Page excerpt
I don’t really see it now, at a party-political level. I don’t see Vox making a serious approach to social problems concerning workers. Nevertheless, Vox has expanded the Overton window for social movements that imitate the Left and try to use a “class” discourse, as the French Nouvelle Droite did after May ’68 — movements whose narrative turned from attacking the homeless to feeding them.
Former deputy prime minister Pablo Iglesias is one of the interviewees in Antifascistas. This is probably the first time in recent Spanish history that a figure that high up in government can speak on this issue from first-person experience. Anti-fascism was quite an explicit slogan for Podemos in Madrid’s last regional election.
Some people within Podemos come from social movements and have suffered neo-Nazi violence. They’ve got that sensitivity. Pablo Iglesias and equality minister Irene Montero have for a long time had far-right ultras coming to the door of their own home, even sending them bullets in the mail. That’s something that had never happened before.
In the last two years, mental health became a mainstream topic in Spain. This is an issue that the far right never seems to care about, instead making fun of people’s emotional problems. Is mental health a space where anti-fascism, and democracy with it, can make an advance?
The far right is more about bullying than doing politics. It’s based on harassing and knocking down vulnerable groups. Their deeply neoliberal economic program has serious costs for the quality of people’s lives. However much they use the cultural battle as a smokescreen, far-right politics don’t give more rights to the working classes. And this has a cost also at an emotional level. Defending our health — mental health, but also other kinds — is a banner we can raise. The far right doesn’t give a damn about the quality of life of the unprivileged. Anti-fascism is largely based on mutual support and caring for one another. Clearly, we have a moral advantage on this front.
Feminism, anti-racism, LGBTQ movements, housing campaigns, and trade unions allow for a kind of preventive anti-fascism. At the beginning of the COVID-19 lockdown, we saw mutual aid groups in a lot of neighborhoods, while the far right didn’t do anything to help anyone. What do you think are their weak spots?

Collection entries
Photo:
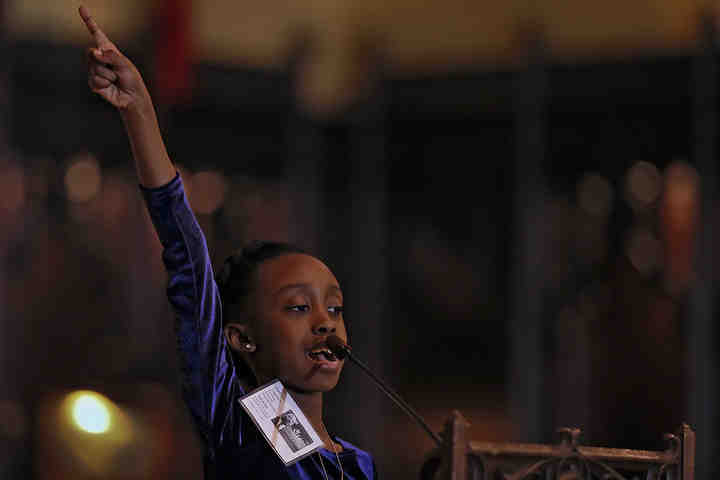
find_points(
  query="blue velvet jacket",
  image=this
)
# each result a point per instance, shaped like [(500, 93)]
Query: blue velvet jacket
[(234, 447)]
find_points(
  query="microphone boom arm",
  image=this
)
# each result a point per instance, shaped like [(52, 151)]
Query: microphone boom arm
[(340, 346)]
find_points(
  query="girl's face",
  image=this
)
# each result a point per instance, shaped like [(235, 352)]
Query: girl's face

Activities
**A.** Rewrite the part of the interview excerpt on anti-fascism in Spain that opens with the words "Some people within" and closes with "never happened before.", replacing "ultras" with "extremists".
**B.** Answer these questions using the interview excerpt on anti-fascism in Spain:
(i) Which former deputy prime minister is one of the interviewees in Antifascistas?
(ii) What did far-right ultras send to Pablo Iglesias and Irene Montero in the mail?
(iii) Where did mutual aid groups appear at the beginning of the COVID-19 lockdown?
**C.** Continue the interview excerpt on anti-fascism in Spain from the point where it stops.
The collection entries are separate material and do not relate to the interview excerpt.

Answers to each task
**A.**
Some people within Podemos come from social movements and have suffered neo-Nazi violence. They’ve got that sensitivity. Pablo Iglesias and equality minister Irene Montero have for a long time had far-right extremists coming to the door of their own home, even sending them bullets in the mail. That’s something that had never happened before.

**B.**
(i) Pablo Iglesias
(ii) Bullets
(iii) In a lot of neighborhoods

**C.**
Fascism takes advantage of the neoliberal undermining of class consciousness. They focus not on this social consciousness but on other identities. Their voter is not attracted to economics but by the flag, masculinity, and whiteness.
The sense of class belonging, which remains widespread still today, used to be a dam against fascism. We aren’t living through the best of times for this consciousness; it’s true. But grassroots struggles in neighborhoods, for housing rights, defending your neighbors, your and your friends’ jobs, maybe other workers’ jobs even though they’re hundreds of miles away from you — all that is absolutely a protective wall against the far right.
What’s your diagnosis of the present situation?
Anti-fascism still counts for a lot among democratic-minded people — it’s part of their DNA. Spain was one of the last European countries where the far right entered parliament, and I think that has increased awareness.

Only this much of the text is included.